> [Task description] Nothing in the data may be altered; copy it all exactly.

> [Raw data]
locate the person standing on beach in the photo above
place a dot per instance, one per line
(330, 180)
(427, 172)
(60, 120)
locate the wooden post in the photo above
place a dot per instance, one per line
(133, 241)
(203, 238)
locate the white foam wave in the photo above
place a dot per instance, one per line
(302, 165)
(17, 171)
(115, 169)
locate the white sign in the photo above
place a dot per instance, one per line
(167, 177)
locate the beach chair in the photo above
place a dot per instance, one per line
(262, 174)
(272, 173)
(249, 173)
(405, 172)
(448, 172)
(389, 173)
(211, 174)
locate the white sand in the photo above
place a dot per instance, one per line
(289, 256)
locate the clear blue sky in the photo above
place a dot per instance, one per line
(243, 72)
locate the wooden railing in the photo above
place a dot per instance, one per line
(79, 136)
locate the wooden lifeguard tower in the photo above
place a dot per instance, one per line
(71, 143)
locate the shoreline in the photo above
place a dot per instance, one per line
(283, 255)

> [Written response]
locate the person standing on beach in the photo above
place a dot per instance, one per line
(330, 180)
(427, 172)
(60, 120)
locate the wooden post in the photo above
place a dot per instance, one per line
(133, 241)
(203, 238)
locate the white foam wave in the photo above
place a dot per instance, one per line
(302, 165)
(17, 171)
(115, 169)
locate the white sign in the photo above
place a dot per instance, one per line
(167, 177)
locate the beach chair in the photo above
place a dot per instance, one per line
(262, 174)
(272, 173)
(249, 173)
(405, 172)
(448, 172)
(389, 173)
(211, 174)
locate the white sand in the photo above
place a dot per instance, one per line
(289, 256)
locate the clear blue sky in the photo above
place a dot per instance, one per line
(243, 72)
locate the wooden railing in the photo above
place a dot per instance, one per line
(79, 136)
locate the wooden lifeguard tower in the photo above
place a dot per instance, one per line
(71, 143)
locate the shoreline in the photo above
place a dot per instance, one per line
(283, 255)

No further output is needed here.